Are you able to check this assumption in a real scenario? If not you,
somebody else?
> Let's face it: If you have multiple interrupts pending
> for a significant amount of time you won't make any actual progress in
> the guest, because it's busy with handling interrupts.
> So my picture of LPI handling is:
> 1) A device triggers an MSI, so the host receives the LPI. Ideally this
> will be handled by the pCPU where the right VCPU is running atm, so it
> will exit to EL2. Xen will handle the LPI by assigning one struct
> pending_irq to it and will inject it into the guest.
> 2) The VCPU gets to run again and calls the interrupt handler, because
> the (virtual) LPI is pending.
> 3) The (Linux) IRQ handler reads the ICC_IAR register to learn the IRQ
> number, and will get the virtual LPI number.
> => At this point the LPI is done when it comes to the VGIC. The LR state
> will be set to 0 (neither pending or active). This is independent of the
> EOI the handler will execute soon (or later).
> 4) On the next exit the VGIC code will discover that the IRQ is done
> (LR.state == 0) and will discard the struct pending_irq (set the LPI
> number to 0 to make it available to the next LPI).
I am following
> Even if there would be multiple LPIs pending at the same time (because
> the guest had interrupts disabled, for instance), I believe they can be
> all handled without exiting. Upon EOIing (priority-dropping, really) the
> first LPI, the next virtual LPI would fire, calling the interrupt
> handler again, and so no. Unless the kernel decides to do something that
> exits (even accessing the hardware normally wouldn't, I believe), we can
> clear all pending LPIs in one go.

— Recorded data —
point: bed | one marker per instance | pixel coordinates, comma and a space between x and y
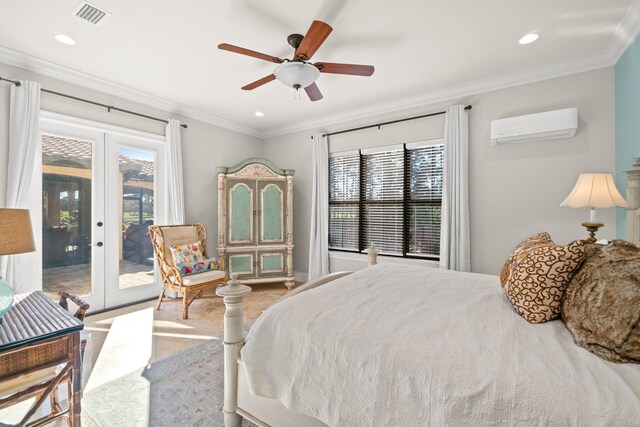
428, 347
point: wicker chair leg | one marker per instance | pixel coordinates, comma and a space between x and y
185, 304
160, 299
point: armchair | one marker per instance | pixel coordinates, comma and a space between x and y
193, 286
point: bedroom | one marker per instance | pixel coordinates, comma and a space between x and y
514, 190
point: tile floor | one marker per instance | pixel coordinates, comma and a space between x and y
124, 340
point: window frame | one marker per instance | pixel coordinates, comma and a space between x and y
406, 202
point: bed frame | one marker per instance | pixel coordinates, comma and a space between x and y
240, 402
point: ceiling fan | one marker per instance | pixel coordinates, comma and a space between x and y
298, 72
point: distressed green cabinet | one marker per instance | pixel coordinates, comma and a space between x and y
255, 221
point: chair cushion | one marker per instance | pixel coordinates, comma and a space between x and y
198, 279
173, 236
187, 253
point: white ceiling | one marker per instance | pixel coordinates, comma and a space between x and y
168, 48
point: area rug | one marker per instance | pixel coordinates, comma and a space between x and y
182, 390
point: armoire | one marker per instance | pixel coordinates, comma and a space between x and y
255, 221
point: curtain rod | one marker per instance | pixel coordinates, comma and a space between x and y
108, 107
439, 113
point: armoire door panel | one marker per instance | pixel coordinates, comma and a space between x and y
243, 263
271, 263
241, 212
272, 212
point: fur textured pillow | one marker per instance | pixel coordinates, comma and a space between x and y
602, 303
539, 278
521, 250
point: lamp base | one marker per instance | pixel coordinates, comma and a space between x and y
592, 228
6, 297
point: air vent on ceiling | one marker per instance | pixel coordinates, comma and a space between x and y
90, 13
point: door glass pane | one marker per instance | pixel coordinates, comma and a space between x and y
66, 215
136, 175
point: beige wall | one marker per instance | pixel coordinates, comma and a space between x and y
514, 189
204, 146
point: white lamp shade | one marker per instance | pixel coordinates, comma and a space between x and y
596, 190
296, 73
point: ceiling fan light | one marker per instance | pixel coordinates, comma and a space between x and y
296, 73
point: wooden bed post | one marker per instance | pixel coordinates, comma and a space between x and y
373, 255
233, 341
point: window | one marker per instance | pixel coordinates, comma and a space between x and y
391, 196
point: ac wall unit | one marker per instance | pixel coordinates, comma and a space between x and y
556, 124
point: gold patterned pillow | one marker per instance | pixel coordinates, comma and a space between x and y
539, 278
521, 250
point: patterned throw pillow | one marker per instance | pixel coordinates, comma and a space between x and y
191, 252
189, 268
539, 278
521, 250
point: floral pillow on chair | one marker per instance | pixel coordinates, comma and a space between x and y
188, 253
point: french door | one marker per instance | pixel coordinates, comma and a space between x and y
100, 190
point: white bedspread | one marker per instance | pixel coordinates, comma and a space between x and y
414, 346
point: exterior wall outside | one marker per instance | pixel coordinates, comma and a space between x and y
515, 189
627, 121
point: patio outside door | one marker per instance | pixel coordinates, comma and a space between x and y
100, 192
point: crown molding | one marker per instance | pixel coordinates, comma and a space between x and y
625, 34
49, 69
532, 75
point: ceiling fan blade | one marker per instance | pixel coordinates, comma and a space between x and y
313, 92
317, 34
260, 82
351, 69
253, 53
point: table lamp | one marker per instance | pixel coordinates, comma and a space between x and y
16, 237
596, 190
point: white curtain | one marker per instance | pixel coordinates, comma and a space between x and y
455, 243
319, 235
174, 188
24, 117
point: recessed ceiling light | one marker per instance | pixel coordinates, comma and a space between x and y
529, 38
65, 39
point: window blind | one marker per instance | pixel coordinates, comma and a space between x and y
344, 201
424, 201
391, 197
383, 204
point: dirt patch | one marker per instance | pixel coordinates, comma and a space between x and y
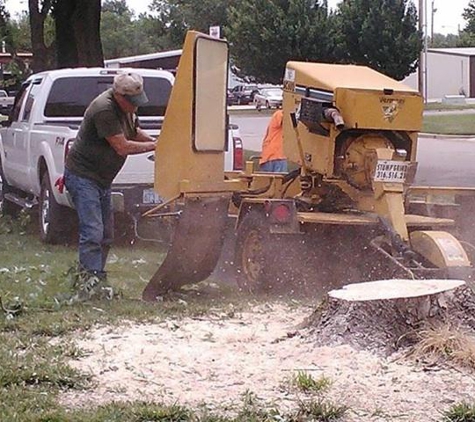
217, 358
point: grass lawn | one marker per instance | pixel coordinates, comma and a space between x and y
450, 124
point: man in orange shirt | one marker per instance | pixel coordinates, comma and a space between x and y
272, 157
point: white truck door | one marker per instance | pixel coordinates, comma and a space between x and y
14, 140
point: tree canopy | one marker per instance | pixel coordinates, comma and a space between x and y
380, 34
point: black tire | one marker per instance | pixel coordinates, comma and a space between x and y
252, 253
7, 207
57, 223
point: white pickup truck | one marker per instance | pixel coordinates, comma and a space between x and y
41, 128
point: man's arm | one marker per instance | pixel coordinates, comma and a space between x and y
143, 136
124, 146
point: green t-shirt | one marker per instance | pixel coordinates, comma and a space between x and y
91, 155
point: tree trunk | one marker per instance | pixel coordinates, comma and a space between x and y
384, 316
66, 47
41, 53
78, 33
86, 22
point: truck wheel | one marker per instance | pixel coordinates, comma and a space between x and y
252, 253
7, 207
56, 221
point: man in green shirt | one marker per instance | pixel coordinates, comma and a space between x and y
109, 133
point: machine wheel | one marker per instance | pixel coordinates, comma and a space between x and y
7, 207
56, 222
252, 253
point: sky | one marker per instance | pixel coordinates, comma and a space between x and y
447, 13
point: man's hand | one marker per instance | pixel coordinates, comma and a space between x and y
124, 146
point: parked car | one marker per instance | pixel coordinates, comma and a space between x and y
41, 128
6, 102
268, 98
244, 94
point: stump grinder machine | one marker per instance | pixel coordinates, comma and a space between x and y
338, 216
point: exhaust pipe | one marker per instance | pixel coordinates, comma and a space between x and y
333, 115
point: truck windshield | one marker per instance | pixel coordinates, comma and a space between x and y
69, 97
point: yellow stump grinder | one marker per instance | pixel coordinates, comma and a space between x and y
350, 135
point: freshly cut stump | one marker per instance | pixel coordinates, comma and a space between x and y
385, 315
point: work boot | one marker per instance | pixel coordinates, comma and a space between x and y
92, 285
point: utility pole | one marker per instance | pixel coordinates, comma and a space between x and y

* * *

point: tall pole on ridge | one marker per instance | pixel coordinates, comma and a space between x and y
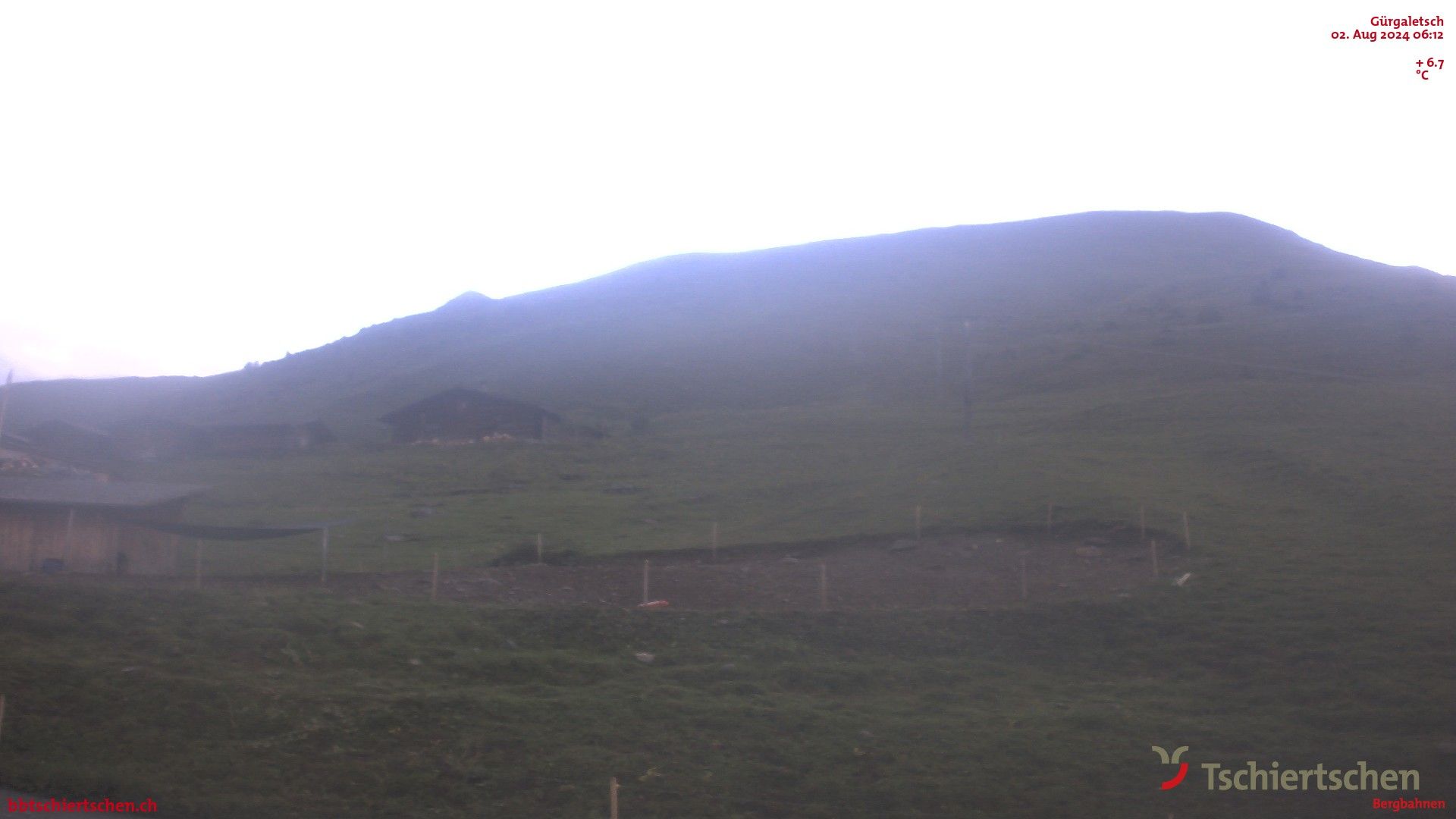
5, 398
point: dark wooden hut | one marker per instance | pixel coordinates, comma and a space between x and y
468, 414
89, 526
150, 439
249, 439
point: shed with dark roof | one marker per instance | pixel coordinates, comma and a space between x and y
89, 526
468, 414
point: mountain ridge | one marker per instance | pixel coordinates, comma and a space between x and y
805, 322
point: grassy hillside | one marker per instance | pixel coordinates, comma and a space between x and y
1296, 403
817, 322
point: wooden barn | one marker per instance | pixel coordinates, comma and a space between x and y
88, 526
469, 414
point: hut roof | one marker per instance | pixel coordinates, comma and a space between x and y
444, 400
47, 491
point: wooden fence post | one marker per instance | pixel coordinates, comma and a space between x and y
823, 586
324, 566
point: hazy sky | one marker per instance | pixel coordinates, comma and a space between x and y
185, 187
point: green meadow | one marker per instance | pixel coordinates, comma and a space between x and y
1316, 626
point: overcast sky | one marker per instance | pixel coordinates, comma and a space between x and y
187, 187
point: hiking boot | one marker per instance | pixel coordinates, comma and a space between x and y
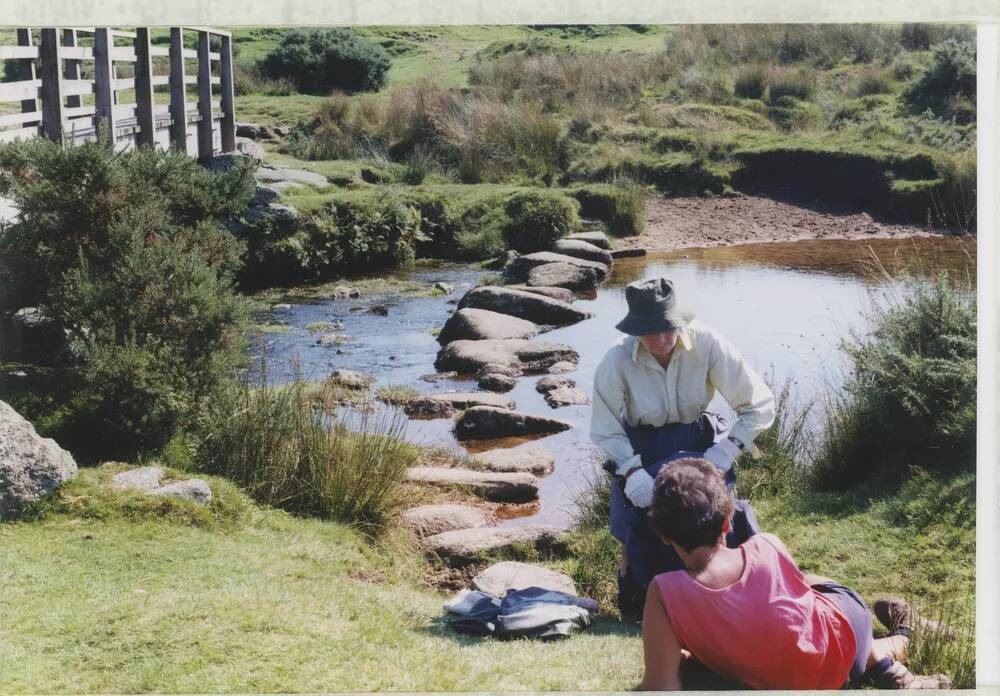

— Problems —
- 1) Translate this sentence from the LPI handling discussion above into French: "The VCPU gets to run again and calls the interrupt handler, because the (virtual) LPI is pending."
- 2) List the numbered steps in the picture of LPI handling from the LPI handling discussion above, summarizing each in one short line.

— Responses for each task —
- 1) Le VCPU peut de nouveau s'exécuter et appelle le gestionnaire d'interruptions, car la LPI (virtuelle) est en attente.

- 2)
1) A device triggers an MSI and the host receives the LPI. Xen handles it by assigning a struct pending_irq to it and injects it into the guest.
2) The VCPU runs again and calls the interrupt handler because the virtual LPI is pending.
3) The Linux IRQ handler reads the ICC_IAR register and gets the virtual LPI number.
4) On the next exit, the VGIC code finds the IRQ done (LR.state == 0) and discards the struct pending_irq.